### EXTRACTED TEXT
+-------+

Thank you very much Gilberto!
It's great to make contact with people out there who are on the same boat.
I've just been watching a series of videos on pipelines, and I'm starting to get the pattern for big data processing that Google promotes:
Datastore -> Cloud Storage -> BigQuery
The key point is that BigQuery is "append only", something I didn't realize before.
Here are the videos:
- Google I/O 2012 - Building Data Pipelines at Google Scale: http://youtu.be/lqQ6VFd3Tnw
- BigQuery: Simple example of a data collection and analysis pipeline + Yo...: http://youtu.be/btJE659h5Bg
- GCP Cloud Platform Integration Demo: http://youtu.be/JcOEJXopmgo via @YouTube
All I need it seems is the Pipeline API, iterating over the Datastore (I guess, in order with a query) and producing a CSV (and other formats) output.
That should allow me to do what I do already but on top of multiple (perhaps sequential) task queues, rather than just one.
From the point of view of costs, currently I heavily rely on, possibly abusing, memcache. With no memcache, I expect costs to go up.
A further improvement would be to update only subsets of data, rather than a whole lot. I've been designing a new datastore 'schema' so that my data is hierarchically organized in entity groups, therefore I could generate a file per entity group (once that's changed) and have a final stage that assembles those files together.
I'm pretty happy with my current task because, as I wrote, is simple and elegant.
If I could upgrade the same algorithm to a Datastore input reader for pipelines, that should do for us.
Emanuele

+-------+

### AIM OF THE TASK
List every YouTube link in the forum post on data pipelines. The material after this sentence is separate from the forum post.

(Point annotation dataset records)
+-------+

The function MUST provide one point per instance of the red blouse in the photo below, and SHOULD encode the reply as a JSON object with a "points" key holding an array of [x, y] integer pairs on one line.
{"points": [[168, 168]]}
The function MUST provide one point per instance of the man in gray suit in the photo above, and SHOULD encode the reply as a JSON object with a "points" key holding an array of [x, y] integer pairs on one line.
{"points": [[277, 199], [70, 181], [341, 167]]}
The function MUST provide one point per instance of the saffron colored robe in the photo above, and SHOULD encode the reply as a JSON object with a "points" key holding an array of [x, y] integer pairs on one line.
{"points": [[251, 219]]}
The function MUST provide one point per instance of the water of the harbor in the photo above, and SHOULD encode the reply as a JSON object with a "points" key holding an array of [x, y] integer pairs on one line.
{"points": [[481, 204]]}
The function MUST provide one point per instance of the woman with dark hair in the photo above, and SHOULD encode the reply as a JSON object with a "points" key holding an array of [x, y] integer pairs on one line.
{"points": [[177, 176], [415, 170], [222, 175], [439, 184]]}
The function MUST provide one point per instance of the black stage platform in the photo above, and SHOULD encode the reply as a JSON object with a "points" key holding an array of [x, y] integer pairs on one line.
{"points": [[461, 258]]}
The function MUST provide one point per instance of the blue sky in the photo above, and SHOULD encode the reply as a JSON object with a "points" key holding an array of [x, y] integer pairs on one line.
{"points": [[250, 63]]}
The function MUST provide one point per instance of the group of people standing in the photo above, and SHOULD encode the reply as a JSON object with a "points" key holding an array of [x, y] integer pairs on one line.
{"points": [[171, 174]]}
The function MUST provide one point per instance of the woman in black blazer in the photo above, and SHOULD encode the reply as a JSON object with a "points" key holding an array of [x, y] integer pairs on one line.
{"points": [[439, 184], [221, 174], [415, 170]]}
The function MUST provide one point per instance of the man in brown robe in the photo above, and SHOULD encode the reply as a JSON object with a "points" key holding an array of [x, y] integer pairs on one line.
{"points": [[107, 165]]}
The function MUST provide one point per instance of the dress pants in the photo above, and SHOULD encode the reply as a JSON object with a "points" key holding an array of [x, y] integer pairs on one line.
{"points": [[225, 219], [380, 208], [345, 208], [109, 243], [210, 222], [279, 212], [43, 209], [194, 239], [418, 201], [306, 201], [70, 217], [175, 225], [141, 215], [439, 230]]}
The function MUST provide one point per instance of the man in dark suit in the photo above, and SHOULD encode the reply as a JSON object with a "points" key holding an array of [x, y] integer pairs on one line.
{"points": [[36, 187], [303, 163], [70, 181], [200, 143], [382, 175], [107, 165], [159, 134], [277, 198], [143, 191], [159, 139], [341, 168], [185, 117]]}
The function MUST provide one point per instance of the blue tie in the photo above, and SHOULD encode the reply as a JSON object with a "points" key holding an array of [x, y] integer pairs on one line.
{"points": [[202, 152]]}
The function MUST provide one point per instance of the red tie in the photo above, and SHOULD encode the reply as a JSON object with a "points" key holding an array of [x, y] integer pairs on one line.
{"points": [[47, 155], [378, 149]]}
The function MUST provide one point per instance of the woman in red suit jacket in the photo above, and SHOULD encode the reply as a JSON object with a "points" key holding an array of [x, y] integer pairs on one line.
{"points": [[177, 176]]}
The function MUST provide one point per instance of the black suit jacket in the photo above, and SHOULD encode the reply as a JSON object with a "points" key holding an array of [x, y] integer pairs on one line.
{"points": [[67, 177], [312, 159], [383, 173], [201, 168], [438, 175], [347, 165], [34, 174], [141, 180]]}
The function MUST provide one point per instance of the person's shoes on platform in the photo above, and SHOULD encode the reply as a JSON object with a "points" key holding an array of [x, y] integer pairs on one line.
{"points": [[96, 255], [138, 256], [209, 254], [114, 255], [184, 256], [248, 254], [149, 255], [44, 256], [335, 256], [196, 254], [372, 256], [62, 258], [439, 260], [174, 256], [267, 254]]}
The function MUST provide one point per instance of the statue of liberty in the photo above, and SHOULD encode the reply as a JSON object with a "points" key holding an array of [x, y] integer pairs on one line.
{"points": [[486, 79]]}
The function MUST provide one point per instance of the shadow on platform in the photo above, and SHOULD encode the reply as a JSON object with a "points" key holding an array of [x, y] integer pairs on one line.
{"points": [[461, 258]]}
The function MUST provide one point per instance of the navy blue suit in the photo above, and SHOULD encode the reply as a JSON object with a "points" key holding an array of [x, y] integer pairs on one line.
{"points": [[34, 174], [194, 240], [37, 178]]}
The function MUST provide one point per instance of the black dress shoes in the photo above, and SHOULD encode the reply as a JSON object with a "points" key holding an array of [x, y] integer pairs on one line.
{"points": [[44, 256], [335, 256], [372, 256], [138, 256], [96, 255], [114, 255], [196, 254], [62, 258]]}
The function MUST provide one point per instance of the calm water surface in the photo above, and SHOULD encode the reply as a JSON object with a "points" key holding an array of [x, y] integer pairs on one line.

+-------+

### PROBLEM SOLUTION
http://youtu.be/lqQ6VFd3Tnw
http://youtu.be/btJE659h5Bg
http://youtu.be/JcOEJXopmgo